#### TASK GOAL
Take the records below and copy them exactly.
══ RECORDS SHOWN ══
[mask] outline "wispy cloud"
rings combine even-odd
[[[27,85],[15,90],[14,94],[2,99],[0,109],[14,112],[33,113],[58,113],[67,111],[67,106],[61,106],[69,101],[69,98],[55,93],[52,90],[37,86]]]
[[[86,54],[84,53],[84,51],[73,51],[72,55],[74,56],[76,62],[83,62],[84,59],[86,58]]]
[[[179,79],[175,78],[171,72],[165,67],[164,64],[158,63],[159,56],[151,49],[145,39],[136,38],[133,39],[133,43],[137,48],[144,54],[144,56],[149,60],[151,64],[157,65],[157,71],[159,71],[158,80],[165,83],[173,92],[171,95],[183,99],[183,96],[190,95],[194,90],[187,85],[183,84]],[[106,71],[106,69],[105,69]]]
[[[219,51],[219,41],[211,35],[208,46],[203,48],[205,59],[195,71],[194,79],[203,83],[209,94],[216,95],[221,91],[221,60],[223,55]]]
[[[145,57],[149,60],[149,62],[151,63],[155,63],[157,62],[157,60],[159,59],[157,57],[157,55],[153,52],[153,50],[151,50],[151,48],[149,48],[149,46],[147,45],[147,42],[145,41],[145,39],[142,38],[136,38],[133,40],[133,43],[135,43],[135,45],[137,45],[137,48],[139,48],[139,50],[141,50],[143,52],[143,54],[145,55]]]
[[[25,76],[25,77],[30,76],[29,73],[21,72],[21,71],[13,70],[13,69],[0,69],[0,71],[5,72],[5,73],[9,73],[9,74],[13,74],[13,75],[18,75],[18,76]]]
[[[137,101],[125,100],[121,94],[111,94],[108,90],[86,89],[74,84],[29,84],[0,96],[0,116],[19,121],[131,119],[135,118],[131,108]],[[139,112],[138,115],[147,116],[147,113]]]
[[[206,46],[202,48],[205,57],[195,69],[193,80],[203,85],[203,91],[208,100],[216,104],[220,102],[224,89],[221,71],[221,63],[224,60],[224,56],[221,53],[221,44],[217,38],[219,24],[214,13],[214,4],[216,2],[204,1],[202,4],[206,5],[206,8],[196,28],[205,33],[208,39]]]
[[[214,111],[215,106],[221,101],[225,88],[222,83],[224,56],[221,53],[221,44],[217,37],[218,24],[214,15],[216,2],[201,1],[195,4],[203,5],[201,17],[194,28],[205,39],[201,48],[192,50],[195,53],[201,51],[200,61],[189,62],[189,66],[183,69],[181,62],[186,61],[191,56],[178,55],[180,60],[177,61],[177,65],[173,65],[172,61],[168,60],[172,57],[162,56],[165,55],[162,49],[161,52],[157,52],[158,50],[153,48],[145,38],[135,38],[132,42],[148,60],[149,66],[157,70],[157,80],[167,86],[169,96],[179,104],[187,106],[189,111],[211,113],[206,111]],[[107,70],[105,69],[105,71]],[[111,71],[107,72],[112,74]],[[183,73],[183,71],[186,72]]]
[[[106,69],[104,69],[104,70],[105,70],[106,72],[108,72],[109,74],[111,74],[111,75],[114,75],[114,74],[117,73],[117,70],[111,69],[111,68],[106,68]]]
═══
#### ANSWER FOR THIS EXERCISE
[mask] outline "wispy cloud"
rings combine even-odd
[[[27,85],[15,90],[14,94],[2,99],[0,109],[14,112],[33,113],[58,113],[67,111],[67,106],[61,106],[69,101],[69,98],[55,93],[52,90],[37,86]]]
[[[86,54],[84,53],[84,51],[73,51],[72,55],[74,56],[76,62],[83,62],[84,59],[86,58]]]
[[[179,79],[175,78],[171,72],[165,67],[164,64],[158,63],[159,56],[151,49],[145,39],[136,38],[133,39],[133,43],[137,48],[144,54],[144,56],[149,60],[151,64],[157,65],[157,71],[159,71],[158,80],[165,83],[173,92],[171,95],[183,99],[183,96],[190,95],[194,90],[187,85],[183,84]],[[106,71],[106,69],[105,69]]]
[[[219,51],[219,41],[211,35],[208,46],[203,48],[205,59],[195,71],[194,79],[203,83],[209,94],[216,95],[221,91],[221,60],[223,55]]]
[[[145,57],[149,60],[149,62],[151,63],[155,63],[157,62],[157,60],[159,59],[157,57],[157,55],[153,52],[153,50],[151,50],[151,48],[149,48],[149,46],[147,45],[147,42],[145,41],[145,39],[142,38],[136,38],[133,40],[133,43],[135,43],[135,45],[137,45],[137,48],[139,48],[139,50],[141,50],[143,52],[143,54],[145,55]]]
[[[25,76],[25,77],[30,76],[29,73],[21,72],[21,71],[13,70],[13,69],[0,69],[0,71],[5,72],[5,73],[9,73],[9,74],[13,74],[13,75],[18,75],[18,76]]]
[[[137,101],[125,100],[121,94],[111,94],[108,90],[86,89],[74,84],[29,84],[0,96],[0,116],[19,121],[131,119],[135,118],[131,108]],[[139,112],[138,115],[147,116],[147,113]]]
[[[206,46],[202,48],[205,57],[195,69],[193,80],[203,85],[203,91],[208,100],[216,104],[220,102],[224,89],[221,71],[221,63],[224,60],[224,56],[221,53],[221,44],[217,38],[219,24],[214,13],[214,4],[216,2],[204,1],[202,4],[206,5],[206,8],[196,28],[205,33],[208,39]]]
[[[214,111],[215,106],[221,101],[225,88],[222,83],[224,56],[221,53],[221,44],[217,37],[218,24],[214,15],[216,2],[201,1],[195,4],[203,5],[201,17],[194,28],[205,39],[201,48],[192,50],[195,53],[201,51],[200,61],[189,62],[189,66],[183,69],[181,62],[186,61],[191,56],[178,55],[180,60],[177,61],[177,65],[173,65],[172,61],[168,60],[172,57],[162,56],[165,55],[162,49],[161,52],[157,52],[158,50],[153,48],[145,38],[135,38],[132,42],[148,60],[149,66],[157,70],[157,80],[167,86],[169,96],[179,104],[187,106],[189,111],[211,113],[206,111]],[[107,70],[105,69],[105,71]],[[111,71],[107,72],[112,74]],[[183,73],[183,71],[186,72]]]
[[[106,69],[104,69],[104,70],[105,70],[106,72],[108,72],[109,74],[111,74],[111,75],[114,75],[114,74],[117,73],[117,70],[111,69],[111,68],[106,68]]]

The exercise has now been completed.